+++ RECORDS FOR THE EXERCISE +++

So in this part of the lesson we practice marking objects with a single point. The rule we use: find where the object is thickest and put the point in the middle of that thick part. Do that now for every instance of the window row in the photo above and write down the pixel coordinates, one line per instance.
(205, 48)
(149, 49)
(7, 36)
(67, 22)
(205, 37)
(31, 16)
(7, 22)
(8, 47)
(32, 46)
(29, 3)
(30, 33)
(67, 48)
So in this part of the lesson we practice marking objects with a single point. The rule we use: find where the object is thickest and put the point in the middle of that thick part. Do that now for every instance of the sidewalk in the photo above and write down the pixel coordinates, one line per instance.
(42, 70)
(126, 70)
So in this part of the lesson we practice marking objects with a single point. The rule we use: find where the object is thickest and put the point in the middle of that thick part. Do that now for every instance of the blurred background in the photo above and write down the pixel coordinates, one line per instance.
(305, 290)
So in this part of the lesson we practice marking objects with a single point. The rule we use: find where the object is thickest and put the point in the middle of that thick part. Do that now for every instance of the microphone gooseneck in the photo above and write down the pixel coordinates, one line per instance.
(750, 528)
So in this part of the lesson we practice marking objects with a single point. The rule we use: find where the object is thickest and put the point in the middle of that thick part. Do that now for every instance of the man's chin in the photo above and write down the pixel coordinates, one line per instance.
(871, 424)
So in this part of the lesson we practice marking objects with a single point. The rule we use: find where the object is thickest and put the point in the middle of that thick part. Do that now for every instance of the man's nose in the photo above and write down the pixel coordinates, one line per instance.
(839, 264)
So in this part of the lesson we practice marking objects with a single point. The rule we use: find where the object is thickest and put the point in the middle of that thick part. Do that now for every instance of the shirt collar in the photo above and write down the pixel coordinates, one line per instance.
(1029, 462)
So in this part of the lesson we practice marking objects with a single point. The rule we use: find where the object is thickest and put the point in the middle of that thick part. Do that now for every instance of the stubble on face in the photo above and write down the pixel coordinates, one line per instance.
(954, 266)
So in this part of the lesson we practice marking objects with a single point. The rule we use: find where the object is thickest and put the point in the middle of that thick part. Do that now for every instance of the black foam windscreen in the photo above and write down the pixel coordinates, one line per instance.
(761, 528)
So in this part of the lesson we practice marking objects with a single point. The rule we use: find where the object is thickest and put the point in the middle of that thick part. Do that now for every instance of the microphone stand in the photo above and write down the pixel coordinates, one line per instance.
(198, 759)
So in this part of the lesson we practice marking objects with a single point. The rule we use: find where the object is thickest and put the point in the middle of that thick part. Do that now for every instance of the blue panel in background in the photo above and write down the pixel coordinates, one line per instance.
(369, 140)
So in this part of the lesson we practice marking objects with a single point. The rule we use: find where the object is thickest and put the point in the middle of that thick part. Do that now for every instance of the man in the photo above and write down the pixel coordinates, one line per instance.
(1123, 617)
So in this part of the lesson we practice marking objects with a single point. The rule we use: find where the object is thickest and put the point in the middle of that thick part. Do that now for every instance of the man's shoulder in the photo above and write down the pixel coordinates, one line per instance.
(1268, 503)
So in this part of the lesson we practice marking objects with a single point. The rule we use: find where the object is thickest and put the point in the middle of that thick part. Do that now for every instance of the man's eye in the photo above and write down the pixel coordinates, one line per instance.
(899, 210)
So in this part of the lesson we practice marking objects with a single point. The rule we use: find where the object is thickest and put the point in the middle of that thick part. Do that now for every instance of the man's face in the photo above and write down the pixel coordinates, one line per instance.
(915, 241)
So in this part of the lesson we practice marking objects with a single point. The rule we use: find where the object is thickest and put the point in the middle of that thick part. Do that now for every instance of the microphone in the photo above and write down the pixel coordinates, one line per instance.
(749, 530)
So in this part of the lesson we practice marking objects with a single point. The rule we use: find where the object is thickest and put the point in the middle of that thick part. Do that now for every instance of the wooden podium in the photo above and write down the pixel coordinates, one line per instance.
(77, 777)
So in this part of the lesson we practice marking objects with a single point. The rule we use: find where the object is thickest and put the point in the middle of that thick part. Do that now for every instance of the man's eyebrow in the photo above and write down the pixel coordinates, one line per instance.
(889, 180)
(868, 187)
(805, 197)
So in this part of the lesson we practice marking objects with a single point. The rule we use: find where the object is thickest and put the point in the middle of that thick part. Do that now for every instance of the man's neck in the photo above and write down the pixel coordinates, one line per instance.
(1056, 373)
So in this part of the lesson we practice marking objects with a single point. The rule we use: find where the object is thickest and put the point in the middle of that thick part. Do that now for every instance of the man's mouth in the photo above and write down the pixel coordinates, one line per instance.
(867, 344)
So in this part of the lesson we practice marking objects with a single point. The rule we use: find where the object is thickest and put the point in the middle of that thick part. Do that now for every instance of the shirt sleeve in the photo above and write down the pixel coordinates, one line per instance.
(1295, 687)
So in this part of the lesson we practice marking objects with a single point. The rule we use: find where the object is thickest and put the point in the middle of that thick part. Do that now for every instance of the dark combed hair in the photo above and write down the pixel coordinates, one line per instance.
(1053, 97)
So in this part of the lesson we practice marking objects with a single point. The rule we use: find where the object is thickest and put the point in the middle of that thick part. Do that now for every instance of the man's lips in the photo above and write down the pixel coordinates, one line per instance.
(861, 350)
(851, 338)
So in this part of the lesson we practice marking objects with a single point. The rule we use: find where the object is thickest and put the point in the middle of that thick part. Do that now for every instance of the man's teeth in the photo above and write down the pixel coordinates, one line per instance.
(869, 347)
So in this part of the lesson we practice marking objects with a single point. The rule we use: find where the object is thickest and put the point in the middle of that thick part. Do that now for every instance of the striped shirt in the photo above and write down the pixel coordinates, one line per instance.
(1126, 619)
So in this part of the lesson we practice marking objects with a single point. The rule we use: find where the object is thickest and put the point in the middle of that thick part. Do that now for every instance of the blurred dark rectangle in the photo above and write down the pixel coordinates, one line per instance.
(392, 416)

+++
+++ RECORDS FOR THE EXERCISE +++

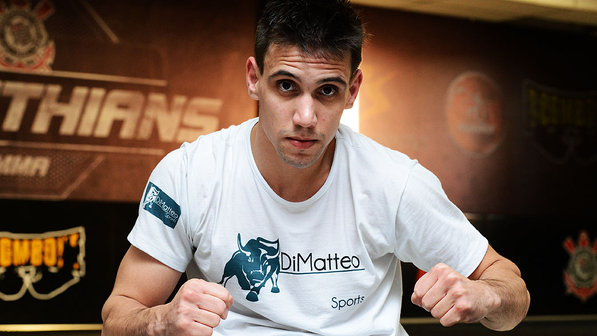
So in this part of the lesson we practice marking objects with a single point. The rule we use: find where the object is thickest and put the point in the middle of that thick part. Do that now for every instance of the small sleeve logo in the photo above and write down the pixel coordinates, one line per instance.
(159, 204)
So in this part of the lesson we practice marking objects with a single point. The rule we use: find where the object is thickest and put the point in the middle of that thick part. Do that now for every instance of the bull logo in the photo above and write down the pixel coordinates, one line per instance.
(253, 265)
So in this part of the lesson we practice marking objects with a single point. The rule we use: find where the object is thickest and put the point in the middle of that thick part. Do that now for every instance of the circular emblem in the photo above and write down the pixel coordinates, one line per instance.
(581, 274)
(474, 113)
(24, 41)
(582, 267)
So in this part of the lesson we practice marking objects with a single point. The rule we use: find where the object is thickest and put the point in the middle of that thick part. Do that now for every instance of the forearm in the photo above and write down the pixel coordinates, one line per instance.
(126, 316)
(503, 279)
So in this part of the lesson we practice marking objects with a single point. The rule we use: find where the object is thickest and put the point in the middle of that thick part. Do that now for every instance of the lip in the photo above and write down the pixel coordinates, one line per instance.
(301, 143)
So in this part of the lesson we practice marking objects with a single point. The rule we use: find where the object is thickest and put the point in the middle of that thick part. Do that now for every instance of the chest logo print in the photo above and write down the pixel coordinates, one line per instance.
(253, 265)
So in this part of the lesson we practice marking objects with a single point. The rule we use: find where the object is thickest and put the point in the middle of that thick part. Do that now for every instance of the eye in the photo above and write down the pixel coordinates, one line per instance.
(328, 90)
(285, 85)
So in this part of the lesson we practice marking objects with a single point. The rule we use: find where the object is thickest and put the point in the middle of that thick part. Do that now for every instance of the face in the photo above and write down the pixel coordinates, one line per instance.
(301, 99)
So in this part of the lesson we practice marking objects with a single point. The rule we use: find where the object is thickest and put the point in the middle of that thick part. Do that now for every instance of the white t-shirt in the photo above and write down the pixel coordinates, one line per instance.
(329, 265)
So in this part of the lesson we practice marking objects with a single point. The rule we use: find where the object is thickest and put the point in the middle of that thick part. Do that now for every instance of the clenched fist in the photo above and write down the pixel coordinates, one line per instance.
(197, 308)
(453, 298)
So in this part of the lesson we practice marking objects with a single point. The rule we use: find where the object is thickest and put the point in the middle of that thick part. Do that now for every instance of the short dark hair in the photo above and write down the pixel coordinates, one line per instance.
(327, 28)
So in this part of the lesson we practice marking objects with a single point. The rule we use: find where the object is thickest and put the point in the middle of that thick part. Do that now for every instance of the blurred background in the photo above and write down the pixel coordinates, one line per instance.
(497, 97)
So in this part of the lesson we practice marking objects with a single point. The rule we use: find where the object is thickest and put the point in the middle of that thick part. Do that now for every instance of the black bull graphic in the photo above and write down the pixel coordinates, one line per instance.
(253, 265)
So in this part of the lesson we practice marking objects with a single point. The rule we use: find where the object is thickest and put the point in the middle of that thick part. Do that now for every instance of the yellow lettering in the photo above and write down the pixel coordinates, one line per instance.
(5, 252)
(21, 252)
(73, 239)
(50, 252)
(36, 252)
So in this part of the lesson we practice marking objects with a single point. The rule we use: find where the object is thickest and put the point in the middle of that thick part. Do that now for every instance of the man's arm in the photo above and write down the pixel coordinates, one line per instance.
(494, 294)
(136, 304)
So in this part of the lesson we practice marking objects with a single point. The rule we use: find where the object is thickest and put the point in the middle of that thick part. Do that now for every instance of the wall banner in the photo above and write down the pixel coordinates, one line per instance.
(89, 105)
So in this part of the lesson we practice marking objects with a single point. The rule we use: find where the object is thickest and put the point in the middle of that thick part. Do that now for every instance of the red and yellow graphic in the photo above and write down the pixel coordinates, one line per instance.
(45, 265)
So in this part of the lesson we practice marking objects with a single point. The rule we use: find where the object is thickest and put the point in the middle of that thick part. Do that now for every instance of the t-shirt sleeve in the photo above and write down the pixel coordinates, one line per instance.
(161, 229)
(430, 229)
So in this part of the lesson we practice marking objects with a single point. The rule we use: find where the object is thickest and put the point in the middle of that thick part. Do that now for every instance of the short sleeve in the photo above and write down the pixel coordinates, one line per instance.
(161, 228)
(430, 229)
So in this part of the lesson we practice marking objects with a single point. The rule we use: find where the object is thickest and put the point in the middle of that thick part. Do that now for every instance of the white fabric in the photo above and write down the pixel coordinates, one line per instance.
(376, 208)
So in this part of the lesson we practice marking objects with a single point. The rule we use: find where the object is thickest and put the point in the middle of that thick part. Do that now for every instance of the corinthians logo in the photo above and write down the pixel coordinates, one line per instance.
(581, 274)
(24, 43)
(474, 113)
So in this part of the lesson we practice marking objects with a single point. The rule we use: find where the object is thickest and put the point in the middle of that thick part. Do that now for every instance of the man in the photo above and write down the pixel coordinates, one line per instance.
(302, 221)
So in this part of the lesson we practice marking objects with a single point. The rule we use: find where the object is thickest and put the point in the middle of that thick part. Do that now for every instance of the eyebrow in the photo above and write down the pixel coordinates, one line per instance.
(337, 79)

+++
+++ RECORDS FOR THE EXERCISE +++

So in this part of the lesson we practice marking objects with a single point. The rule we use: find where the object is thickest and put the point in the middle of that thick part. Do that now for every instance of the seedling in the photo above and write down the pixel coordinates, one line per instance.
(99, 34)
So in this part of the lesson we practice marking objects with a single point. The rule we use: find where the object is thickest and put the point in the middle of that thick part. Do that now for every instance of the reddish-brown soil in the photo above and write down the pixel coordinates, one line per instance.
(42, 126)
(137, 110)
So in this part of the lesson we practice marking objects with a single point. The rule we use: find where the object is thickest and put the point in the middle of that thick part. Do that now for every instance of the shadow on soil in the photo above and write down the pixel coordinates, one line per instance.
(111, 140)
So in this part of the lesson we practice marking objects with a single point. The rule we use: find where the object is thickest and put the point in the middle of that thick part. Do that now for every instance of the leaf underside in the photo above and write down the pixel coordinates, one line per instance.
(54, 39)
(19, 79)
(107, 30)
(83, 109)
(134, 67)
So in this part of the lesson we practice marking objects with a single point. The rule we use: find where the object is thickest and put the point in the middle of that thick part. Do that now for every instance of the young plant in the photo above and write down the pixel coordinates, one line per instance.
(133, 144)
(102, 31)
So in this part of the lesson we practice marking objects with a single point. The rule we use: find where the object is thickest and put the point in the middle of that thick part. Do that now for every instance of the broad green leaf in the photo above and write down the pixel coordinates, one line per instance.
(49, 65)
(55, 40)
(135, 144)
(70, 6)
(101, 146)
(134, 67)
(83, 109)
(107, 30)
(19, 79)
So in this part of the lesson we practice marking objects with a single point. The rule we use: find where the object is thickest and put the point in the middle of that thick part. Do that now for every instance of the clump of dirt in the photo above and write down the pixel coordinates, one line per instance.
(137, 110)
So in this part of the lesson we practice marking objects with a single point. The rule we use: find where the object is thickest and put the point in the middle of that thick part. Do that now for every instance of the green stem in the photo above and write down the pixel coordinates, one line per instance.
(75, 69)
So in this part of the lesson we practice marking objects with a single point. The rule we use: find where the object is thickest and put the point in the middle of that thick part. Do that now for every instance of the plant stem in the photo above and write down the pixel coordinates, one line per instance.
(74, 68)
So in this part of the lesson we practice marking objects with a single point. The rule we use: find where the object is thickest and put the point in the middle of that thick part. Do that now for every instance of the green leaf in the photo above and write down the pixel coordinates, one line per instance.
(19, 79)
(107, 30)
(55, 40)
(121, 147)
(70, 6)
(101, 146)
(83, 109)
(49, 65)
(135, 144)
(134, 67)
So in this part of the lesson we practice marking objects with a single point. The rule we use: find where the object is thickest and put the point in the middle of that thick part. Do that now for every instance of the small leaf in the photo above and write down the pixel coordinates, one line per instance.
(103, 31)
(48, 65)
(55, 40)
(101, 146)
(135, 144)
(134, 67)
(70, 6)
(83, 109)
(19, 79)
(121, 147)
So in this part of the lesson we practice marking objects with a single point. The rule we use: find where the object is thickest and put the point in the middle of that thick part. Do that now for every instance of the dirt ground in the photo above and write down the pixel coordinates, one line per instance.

+++

» **TASK REQUIREMENTS**
Gather every line of the data above that contains the word "shirt" and copy each one in full. Case counts when matching.

» **EXERCISE ANSWER**
So in this part of the lesson we practice marking objects with a single point. The rule we use: find where the object is thickest and put the point in the middle of that thick part. Do that now for every instance of the shirt collar in the photo above and write down the pixel coordinates, one line per instance.
So in this part of the lesson we practice marking objects with a single point. The rule we use: find where the object is thickest and put the point in the middle of that thick part. Do that now for every instance of the shirt sleeve in the photo above and write down the pixel coordinates, one line per instance.
So in this part of the lesson we practice marking objects with a single point. The rule we use: find where the object is thickest and put the point in the middle of that thick part. Do that now for every instance of the striped shirt in the photo above and write down the pixel coordinates, one line per instance.
So in this part of the lesson we practice marking objects with a single point. The rule we use: find where the object is thickest and put the point in the middle of that thick part. Do that now for every instance of the white t-shirt in the photo above and write down the pixel coordinates, one line per instance.
So in this part of the lesson we practice marking objects with a single point. The rule we use: find where the object is thickest and put the point in the middle of that thick part. Do that now for every instance of the t-shirt sleeve in the photo above and write down the pixel coordinates, one line per instance.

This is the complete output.